(Outline records)
- - - - - - -

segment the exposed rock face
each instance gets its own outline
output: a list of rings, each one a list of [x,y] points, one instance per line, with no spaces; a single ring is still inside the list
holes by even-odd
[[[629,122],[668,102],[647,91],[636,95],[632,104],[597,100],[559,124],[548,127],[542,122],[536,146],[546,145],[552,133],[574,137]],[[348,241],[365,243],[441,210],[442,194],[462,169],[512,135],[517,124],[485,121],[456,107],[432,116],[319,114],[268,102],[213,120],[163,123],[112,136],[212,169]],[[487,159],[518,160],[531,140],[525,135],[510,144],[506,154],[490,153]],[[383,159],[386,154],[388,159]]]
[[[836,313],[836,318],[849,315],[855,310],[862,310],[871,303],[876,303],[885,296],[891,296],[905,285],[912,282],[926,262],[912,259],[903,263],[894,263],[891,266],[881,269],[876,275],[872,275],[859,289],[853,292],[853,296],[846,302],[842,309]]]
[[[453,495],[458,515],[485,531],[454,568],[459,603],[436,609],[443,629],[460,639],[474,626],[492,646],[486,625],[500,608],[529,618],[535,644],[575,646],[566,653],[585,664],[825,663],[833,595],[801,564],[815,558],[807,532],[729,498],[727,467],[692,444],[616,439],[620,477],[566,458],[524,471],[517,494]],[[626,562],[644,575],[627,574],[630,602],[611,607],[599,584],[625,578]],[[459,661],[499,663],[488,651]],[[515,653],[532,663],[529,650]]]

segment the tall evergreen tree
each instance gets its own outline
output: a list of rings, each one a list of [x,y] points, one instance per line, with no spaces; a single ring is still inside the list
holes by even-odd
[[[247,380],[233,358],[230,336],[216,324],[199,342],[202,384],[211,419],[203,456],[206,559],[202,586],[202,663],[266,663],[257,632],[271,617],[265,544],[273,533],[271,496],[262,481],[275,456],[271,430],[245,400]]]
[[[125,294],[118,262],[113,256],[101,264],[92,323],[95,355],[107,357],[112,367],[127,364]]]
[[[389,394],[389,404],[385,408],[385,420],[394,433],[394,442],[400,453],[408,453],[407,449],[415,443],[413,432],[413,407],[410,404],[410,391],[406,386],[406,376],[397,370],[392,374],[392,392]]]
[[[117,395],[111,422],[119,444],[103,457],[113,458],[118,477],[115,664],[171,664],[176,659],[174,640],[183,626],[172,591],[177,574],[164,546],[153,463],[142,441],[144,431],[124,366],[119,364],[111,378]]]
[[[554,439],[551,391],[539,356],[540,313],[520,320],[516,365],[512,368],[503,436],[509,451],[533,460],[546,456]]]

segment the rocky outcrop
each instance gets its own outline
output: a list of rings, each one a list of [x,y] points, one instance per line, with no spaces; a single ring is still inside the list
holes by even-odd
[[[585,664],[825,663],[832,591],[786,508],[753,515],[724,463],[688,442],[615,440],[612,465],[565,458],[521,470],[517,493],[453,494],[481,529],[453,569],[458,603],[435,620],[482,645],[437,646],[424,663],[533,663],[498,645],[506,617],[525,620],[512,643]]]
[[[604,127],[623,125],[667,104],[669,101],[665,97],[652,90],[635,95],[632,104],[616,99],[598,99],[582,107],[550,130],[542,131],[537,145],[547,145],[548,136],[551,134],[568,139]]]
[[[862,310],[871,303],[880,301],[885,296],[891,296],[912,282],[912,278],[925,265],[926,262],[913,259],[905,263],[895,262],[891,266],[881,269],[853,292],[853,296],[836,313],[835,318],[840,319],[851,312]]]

- - - - - - -

# TASK BRIEF:
Change "rocky outcrop" to "rock ledge" in the lines from the one with "segment the rocky outcrop" through the end of the records, and give those lines again with everything else unchanged.

# EXERCISE SOLUTION:
segment the rock ledge
each instance gets its own outline
output: a list of rings, each one a list of [x,y] points, one instance per line, with no spaces; a single ring is still inside the list
holes by even-odd
[[[585,664],[825,663],[832,591],[786,508],[753,515],[724,463],[688,442],[615,440],[612,465],[565,458],[521,470],[517,493],[453,494],[481,529],[453,569],[458,603],[435,620],[482,645],[437,646],[424,663],[533,663],[498,645],[506,617],[525,620],[512,643]]]
[[[604,127],[623,125],[667,104],[669,101],[665,97],[652,90],[635,95],[632,104],[616,99],[598,99],[582,107],[550,130],[542,131],[537,145],[547,145],[548,136],[551,134],[568,139]]]
[[[862,310],[871,303],[880,301],[885,296],[891,296],[912,282],[912,278],[925,265],[926,262],[913,259],[905,263],[895,262],[891,266],[881,269],[853,292],[853,296],[836,313],[835,318],[840,319],[851,312]]]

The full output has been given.